===== Listing =====

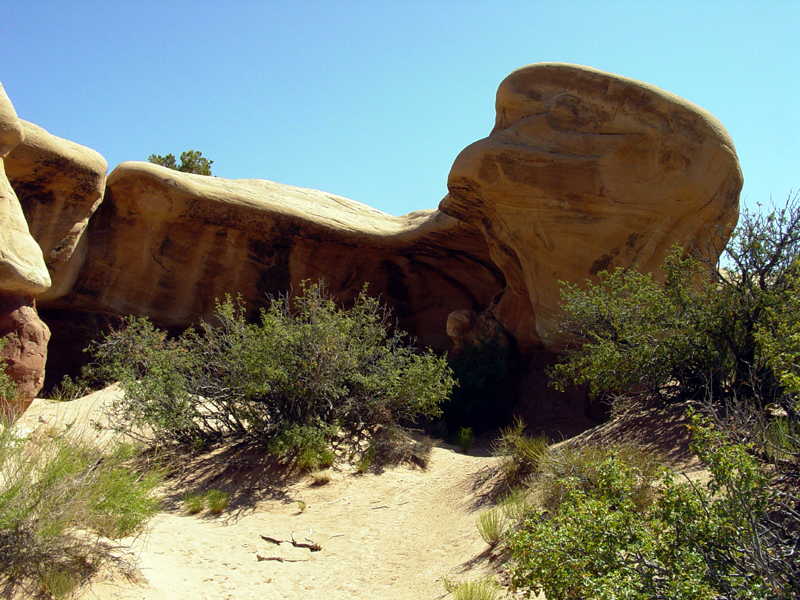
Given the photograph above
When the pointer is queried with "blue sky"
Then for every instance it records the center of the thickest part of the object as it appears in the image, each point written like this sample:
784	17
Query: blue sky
373	100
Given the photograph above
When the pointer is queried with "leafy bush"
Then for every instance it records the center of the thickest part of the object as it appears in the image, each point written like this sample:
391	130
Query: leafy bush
483	398
192	161
8	390
58	497
465	438
721	331
309	364
688	541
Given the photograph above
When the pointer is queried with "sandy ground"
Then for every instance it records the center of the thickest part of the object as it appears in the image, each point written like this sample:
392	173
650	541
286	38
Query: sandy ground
392	535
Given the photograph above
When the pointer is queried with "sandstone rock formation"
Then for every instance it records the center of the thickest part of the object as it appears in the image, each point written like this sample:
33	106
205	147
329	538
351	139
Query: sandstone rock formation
59	185
166	244
23	274
586	171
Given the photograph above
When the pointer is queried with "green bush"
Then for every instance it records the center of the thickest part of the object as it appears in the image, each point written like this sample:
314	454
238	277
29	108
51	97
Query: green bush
720	331
491	525
59	497
483	397
481	589
309	364
687	541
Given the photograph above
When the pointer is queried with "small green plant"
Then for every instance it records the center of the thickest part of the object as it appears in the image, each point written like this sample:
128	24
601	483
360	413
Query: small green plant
516	504
195	502
217	501
60	497
482	399
367	460
521	453
481	589
491	526
465	438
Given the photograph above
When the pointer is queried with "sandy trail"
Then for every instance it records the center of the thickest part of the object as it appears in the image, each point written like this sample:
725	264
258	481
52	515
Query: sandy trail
392	535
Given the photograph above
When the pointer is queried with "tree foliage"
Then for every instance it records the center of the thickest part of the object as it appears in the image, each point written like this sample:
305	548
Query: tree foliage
192	161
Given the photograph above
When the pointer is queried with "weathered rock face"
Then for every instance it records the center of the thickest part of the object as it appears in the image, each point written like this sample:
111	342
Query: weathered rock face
23	274
59	185
166	244
22	268
25	352
586	171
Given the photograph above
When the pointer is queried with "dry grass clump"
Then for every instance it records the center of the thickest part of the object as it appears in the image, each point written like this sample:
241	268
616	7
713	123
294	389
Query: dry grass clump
216	501
481	589
521	454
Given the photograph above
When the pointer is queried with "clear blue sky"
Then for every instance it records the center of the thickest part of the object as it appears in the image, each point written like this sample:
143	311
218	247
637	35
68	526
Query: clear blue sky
373	100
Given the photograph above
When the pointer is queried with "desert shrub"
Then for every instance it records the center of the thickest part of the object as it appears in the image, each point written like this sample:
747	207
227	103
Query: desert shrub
520	453
309	363
8	390
483	397
59	498
603	538
516	504
722	331
69	389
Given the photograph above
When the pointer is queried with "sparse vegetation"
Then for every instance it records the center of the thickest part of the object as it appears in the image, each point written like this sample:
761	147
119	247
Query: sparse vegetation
59	499
192	161
481	589
195	502
483	397
217	501
491	525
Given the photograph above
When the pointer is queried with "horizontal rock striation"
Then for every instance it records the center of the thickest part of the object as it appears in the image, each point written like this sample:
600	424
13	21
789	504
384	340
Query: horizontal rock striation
166	244
59	185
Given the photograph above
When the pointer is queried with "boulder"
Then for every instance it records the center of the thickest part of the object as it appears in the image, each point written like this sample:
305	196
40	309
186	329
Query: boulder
22	268
587	171
25	351
59	185
23	274
166	244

=====

* _What you should do_: All of the data above should be quoted exactly, except for the pictures.

* _Response below_:
Given the photograph above
When the pointer is queried with "blue sky"
Then for every instance it records the center of the thickest part of the object as it appears in the image, each point written like this sample:
784	17
Query: blue sky
373	100
Given the photograph above
When the pointer is queried with "leafy bush"
Then for every instance it records the center of the thickest part of the object as it appears in the image, each point written like this sample:
391	130
Query: leafy bush
483	398
192	161
8	390
58	497
465	438
721	331
309	364
688	541
Given the photograph above
When the pointer is queried with "sandy ground"
Then for every instance it records the center of the thickest part of the object as it appears in the image, each point written like this sample:
392	173
650	541
286	38
Query: sandy ground
392	535
Given the photograph above
When the pointer is queried with "sandstone rock formation"
Then for every instance it records the center of the thickest part of the object as it appears in the image, each point written like this sample:
33	106
205	147
329	538
351	139
Query: sandstone rock formation
59	185
166	244
23	274
586	171
Given the photograph above
When the pointer is queried with "green bush"
Then for every instance it records the center of the thickest part of the object as it appears in the image, each point written like this sample:
314	454
238	277
29	108
51	97
Query: green bush
720	331
491	525
59	497
483	397
481	589
309	364
687	541
Given the photograph above
When the pointer is queried with "small green plant"
Then for every instance it records the center of the thickest part of the object as it appears in the image, each point written like this sample:
128	24
601	483
360	413
Query: small green plant
516	504
195	502
217	501
60	497
482	399
367	460
521	453
481	589
491	526
465	438
Given the photograph above
When the pointer is queried with "sandy trail"
Then for every instance it records the center of the thickest part of the object as it appears in the image, each point written like this sample:
725	264
258	481
52	515
Query: sandy trail
392	535
Given the photograph above
When the pointer is queried with "tree foliage"
Then for every instance it records the center of the thickest part of the object as it appears in the image, each point written like this sample:
305	548
Query: tree foliage
192	161
Given the photograph above
When the pointer is queried with "weathered rock face"
Then for every instance it records the center of the thickest part of the object as it appears in the image, each point written like this sample:
111	342
Query: weathered rock face
23	274
59	185
166	244
22	268
25	352
586	171
Given the photograph above
When the pointer is queried with "dry grass clump"
Then for every instance it records the center of the thickest part of the object as it appears in the image, each point written like this sample:
241	268
616	7
713	123
294	389
Query: dry grass clump
216	501
481	589
521	454
Given the photograph above
When the pointer is queried with "clear blue sky"
Then for every instance it records the center of the thickest part of the object as it appears in the image, each point written like this sample:
143	311
218	247
637	35
68	526
Query: clear blue sky
373	100
Given the photograph above
When the pointer is queried with "desert shrub"
Then for every instance it records the center of the thickest part of the object as it appears in the image, each point written like this sample:
747	207
227	103
Query: desert shrub
520	453
309	363
8	390
483	397
59	498
603	538
516	504
722	331
69	389
Given the photograph above
When the pointer is queried with "sparse vegetation"
Then for every instance it records the center of the thickest part of the object as it appears in the image, each point written like this sample:
761	147
119	247
Query: sparse vegetation
59	499
192	161
481	589
195	502
483	397
217	501
491	525
Given the photograph above
When the pointer is queried with "horizontal rock striation"
Then for every instance it records the center of the thickest part of the object as it appears in the image, each point written like this sample:
600	424
13	21
789	504
384	340
Query: horizontal rock striation
166	244
59	185
Given the photograph above
When the pointer is queried with "boulder"
Then for every instance it records the center of the thickest part of the object as it appears in the image, each point written like this sample:
305	196
40	309
186	329
Query: boulder
22	268
587	171
25	351
59	185
23	274
166	244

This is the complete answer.